(Point annotation dataset records)
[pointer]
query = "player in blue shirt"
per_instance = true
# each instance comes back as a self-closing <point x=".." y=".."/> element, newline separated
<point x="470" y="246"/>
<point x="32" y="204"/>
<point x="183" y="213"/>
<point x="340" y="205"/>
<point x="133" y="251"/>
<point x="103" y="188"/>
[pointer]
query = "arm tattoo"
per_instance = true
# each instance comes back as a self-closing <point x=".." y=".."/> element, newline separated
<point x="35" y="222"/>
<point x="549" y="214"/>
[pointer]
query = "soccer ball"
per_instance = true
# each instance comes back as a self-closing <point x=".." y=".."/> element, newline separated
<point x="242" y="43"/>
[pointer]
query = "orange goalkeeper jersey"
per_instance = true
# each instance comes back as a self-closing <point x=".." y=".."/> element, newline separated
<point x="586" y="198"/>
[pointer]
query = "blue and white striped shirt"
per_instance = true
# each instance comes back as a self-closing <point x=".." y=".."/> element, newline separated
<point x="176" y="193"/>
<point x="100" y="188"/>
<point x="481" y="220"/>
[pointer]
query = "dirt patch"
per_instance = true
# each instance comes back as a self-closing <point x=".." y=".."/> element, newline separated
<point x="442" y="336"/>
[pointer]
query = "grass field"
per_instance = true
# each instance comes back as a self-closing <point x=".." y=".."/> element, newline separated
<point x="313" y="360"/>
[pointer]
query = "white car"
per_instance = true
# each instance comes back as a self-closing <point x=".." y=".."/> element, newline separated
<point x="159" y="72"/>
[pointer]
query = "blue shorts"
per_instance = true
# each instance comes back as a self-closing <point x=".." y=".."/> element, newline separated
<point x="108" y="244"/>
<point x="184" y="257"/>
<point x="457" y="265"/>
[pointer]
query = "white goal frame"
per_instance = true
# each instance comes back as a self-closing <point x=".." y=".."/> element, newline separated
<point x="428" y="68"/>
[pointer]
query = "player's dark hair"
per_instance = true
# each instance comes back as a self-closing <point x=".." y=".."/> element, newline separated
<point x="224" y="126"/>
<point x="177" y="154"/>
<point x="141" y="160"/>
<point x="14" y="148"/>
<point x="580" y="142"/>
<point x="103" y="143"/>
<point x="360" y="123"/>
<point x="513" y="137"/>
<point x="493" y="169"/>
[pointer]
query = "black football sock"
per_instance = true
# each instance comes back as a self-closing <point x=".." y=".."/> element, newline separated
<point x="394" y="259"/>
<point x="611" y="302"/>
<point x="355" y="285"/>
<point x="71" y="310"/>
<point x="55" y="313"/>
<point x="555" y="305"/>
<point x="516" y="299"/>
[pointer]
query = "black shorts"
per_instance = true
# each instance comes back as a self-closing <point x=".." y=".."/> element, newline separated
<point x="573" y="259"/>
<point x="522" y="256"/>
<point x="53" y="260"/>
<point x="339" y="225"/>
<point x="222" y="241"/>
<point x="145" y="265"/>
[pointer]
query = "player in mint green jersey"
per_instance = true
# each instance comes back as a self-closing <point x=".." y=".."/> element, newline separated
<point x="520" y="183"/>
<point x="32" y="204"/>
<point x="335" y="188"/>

WHAT IS REQUIRED: Which lines in the records above contain the string "black"? Extract each of those lines in full.

PROBLEM SOLUTION:
query = "black football sock"
query = "black shorts"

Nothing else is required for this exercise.